**Objetivo da tarefa:**
Responda com base no trecho fornecido abaixo:
(a) Em que ilha a pessoa que narra estava morando?
(b) Em que cidade se passaram os dias da infância mencionados?
(c) Que nome recebia o canteiro de quebra-pedras ao lado da casa?

**Trecho fornecido:**
=-=-=-=-=

Por isso, esse texto nasce
da necessidade de um resgate ativo e afetivo ao que nasce, ao que brota, ao que
germina ao meu redor. Certamente estar morando na verdíssima ilha de Florianópolis
teve sua quota nisso. Estar lá, reforçou o desejo, já meu discreto amigo, de me
sentir cultivadora de alguma planta, de flores, de ervas, de alimentos, uma
necessidade que entendi como tal desde os já longínquos dias da minha infância
em Teresina, em que travava uma disputa silenciosa- e às vezes nem tão
silenciosa- com minha mãe, pela permanência do meu canteiro de quebra pedras ao
lado da casa, a“florestinha”, com o tempo tão espertamente cultivado, mesmo às
escondidas, com as sementes jogadas aos montes por cima da terra, a cada vez
que ela o condenava à capina.
Eu me agarrava àquelas
ervas. Elas eram as grandes amigas da criança tímida que eu era, por muito
tempo.

=-=-=-=-=

**Dados de origem:**

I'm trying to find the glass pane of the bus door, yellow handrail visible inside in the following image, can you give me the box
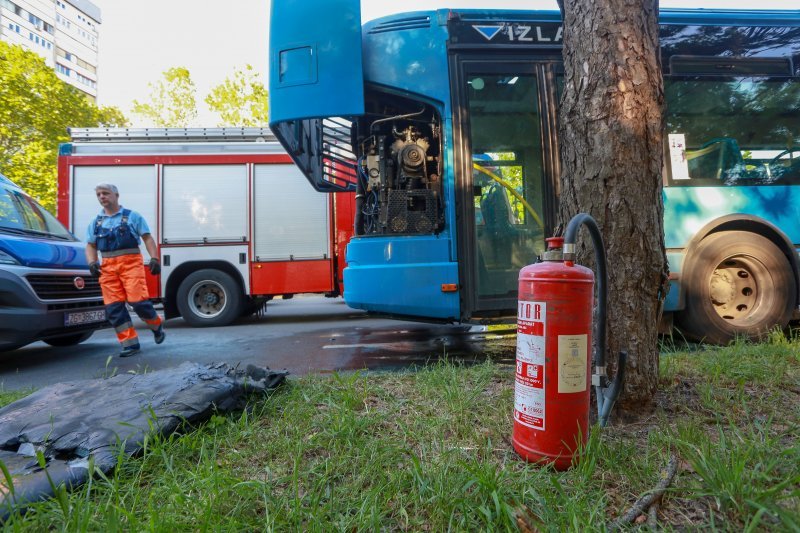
[466,73,544,297]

=-=-=-=-=

**Solução:**
(a) Na ilha de Florianópolis.
(b) Em Teresina.
(c) "Florestinha".